- [Data provided]

┏━━

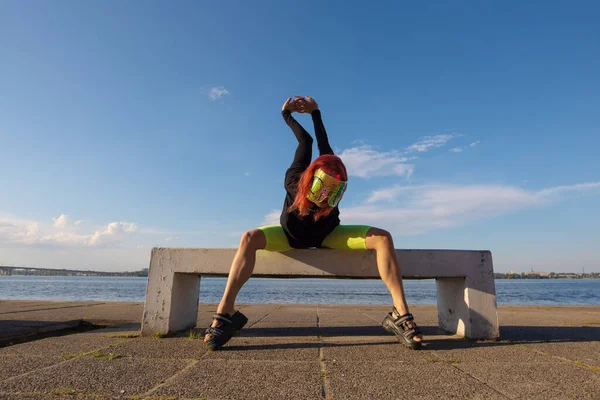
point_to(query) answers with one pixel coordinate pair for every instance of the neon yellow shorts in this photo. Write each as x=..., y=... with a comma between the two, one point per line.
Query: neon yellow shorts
x=343, y=237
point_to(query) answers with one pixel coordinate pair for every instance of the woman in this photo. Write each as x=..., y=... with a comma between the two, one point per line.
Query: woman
x=310, y=218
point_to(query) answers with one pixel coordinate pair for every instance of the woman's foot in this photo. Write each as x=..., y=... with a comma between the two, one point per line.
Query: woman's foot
x=403, y=326
x=223, y=328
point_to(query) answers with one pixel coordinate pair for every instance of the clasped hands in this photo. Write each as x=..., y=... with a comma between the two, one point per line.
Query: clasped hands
x=300, y=104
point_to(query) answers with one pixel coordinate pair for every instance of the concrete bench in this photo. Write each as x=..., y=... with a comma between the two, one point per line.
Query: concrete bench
x=466, y=293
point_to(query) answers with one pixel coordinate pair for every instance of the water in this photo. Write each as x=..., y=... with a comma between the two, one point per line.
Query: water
x=300, y=291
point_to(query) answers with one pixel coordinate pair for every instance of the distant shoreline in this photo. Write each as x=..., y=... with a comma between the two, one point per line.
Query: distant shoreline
x=144, y=274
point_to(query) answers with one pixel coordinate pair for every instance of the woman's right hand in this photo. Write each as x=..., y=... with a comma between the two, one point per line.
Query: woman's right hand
x=291, y=104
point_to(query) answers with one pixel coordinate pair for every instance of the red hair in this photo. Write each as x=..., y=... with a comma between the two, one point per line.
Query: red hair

┗━━

- [Exercise description] Reproduce all of the data above word for word, leaving out the pictures.

- [Task result]
point_to(query) answers with one pixel coordinate pair for every instance of the neon yellow shorts in this photo. Write each as x=..., y=... with a comma between the two, one point per line.
Query: neon yellow shorts
x=343, y=237
point_to(query) answers with one pixel coordinate pair for every instance of the woman in this photo. Write each as x=..., y=... with a comma between the two, one point per line.
Query: woman
x=310, y=218
point_to(query) answers with one pixel coordinate pair for every instance of the woman's foot in this photo. Write each as x=..., y=... with a comma between the two, one point per line.
Query: woman's foot
x=403, y=326
x=223, y=328
point_to(query) answers with one pixel coordinate pair for every instance of the clasped hands in this photo. Write each as x=..., y=... with a comma between the two, one point per line.
Query: clasped hands
x=300, y=104
point_to(query) answers with one pixel coordinate pair for every instance of the concrete bench in this photo. Write each as x=..., y=... with a comma between the two, one point per line.
Query: concrete bench
x=466, y=293
point_to(query) answers with one pixel coordinate pair for every instance of the water in this photo. Write each as x=..., y=... with a comma between the two, one point per line.
Query: water
x=300, y=291
point_to(query) answers with one pixel coordinate pair for every instance of the distant shoreline in this photo. Write each as x=..., y=... with a comma between the two, one point per line.
Query: distant shoreline
x=144, y=274
point_to(query) answers with one pixel coordinate pair for every instance of the woman's right hand in this photo. Write each as x=..., y=... with a comma between the two, one point per line.
Query: woman's right hand
x=291, y=104
point_to(query) answers with one pixel coordinate pair for every instance of the red hair in this photo. Write each as x=..., y=... with a comma between the two, one point per line.
Query: red hair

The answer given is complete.